## DOCUMENT
——————————

For streaming logs, use fs9_append() to add lines without overwriting:

SQL
SELECT fs9_append('/logs/agent/2026-03-12.jsonl',
'{"ts":"2026-03-12T10:01:00Z","event":"tool_call","tool":"sql","args":{"query":"SELECT * FROM metrics"},"duration_ms":55}
');

The extensions.fs9() table function reads .jsonl files and returns each line as a JSONB row:

SQL
SELECT _line_number, line
FROM extensions.fs9('/logs/agent/2026-03-12.jsonl')
LIMIT 5;

Each row has:

ColumnTypeDescription
_line_numberINT1-based line index
lineJSONBThe parsed JSON object
_pathTEXTSource file path (useful with globs)

Since line is JSONB, you can use standard PostgreSQL JSON operators to extract fields:

SQL
SELECT
line->>'event' AS event_type,
line->>'tool' AS tool,
(line->>'duration_ms')::int AS duration_ms
FROM extensions.fs9('/logs/agent/2026-03-12.jsonl')
WHERE line->>'event' = 'tool_call';

Count tool calls by tool name:

SQL
SELECT
line->>'tool' AS tool,
count(*) AS calls,
round(avg((line->>'duration_ms')::numeric)) AS avg_ms,
max((line->>'duration_ms')::int) AS max_ms
FROM extensions.fs9('/logs/agent/2026-03-12.jsonl')
WHERE line->>'event' = 'tool_call'
GROUP BY 1
ORDER BY calls DESC;

Example output:

toolcallsavg_msmax_ms
sql34255
http_get1310310
fs_write11515

Aggregate model calls to see token consumption:

SQL
SELECT
line->>'model' AS model,
count(*) AS calls,
sum((line->>'tokens_in')::int) AS total_tokens_in,
sum((line->>'tokens_out')::int) AS total_tokens_out,
round(avg((line->>'duration_ms')::numeric)) AS avg_latency_ms
FROM extensions.fs9('/logs/agent/2026-03-12.jsonl')
WHERE line->>'event' = 'model_call'
GROUP BY 1;

Use glob patterns to query all logs in a directory or across dates:

SQL
-- All JSONL files in the agent logs directory
SELECT
_path,
line->>'event' AS event,
line->>'tool' AS tool
FROM extensions.fs9('/logs/agent/*.jsonl')
LIMIT 20;
-- Recursive search across all subdirectories
SELECT
_path,
count(*) AS events
FROM extensions.fs9('/logs/**/*.jsonl')
GROUP BY 1
ORDER BY events DESC;

Glob limits: a single glob can match up to 10,000 files and 100 MB total. For larger log volumes, query specific date ranges instead of using **.

——————————

## DATA SHOWN

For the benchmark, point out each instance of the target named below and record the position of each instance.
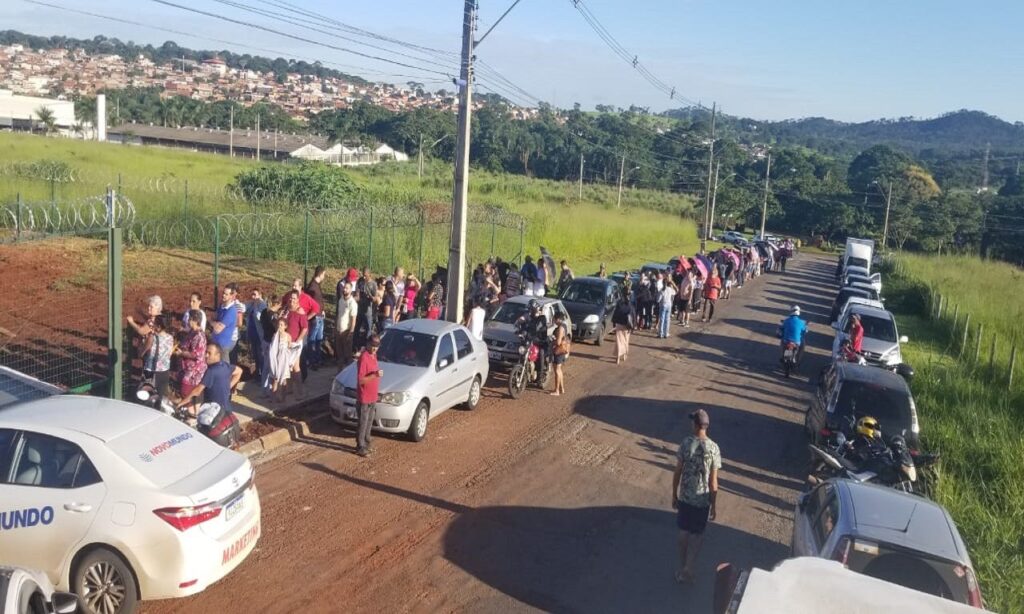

——————————

## BRIEF
In the JSONL log guide, change "model_call" to "llm_call" and give the passage from "WHERE line->>'event' = 'model_call'" up to and including "FROM extensions.fs9('/logs/agent/*.jsonl')".

## SOLUTION
WHERE line->>'event' = 'llm_call'
GROUP BY 1;

Use glob patterns to query all logs in a directory or across dates:

SQL
-- All JSONL files in the agent logs directory
SELECT
_path,
line->>'event' AS event,
line->>'tool' AS tool
FROM extensions.fs9('/logs/agent/*.jsonl')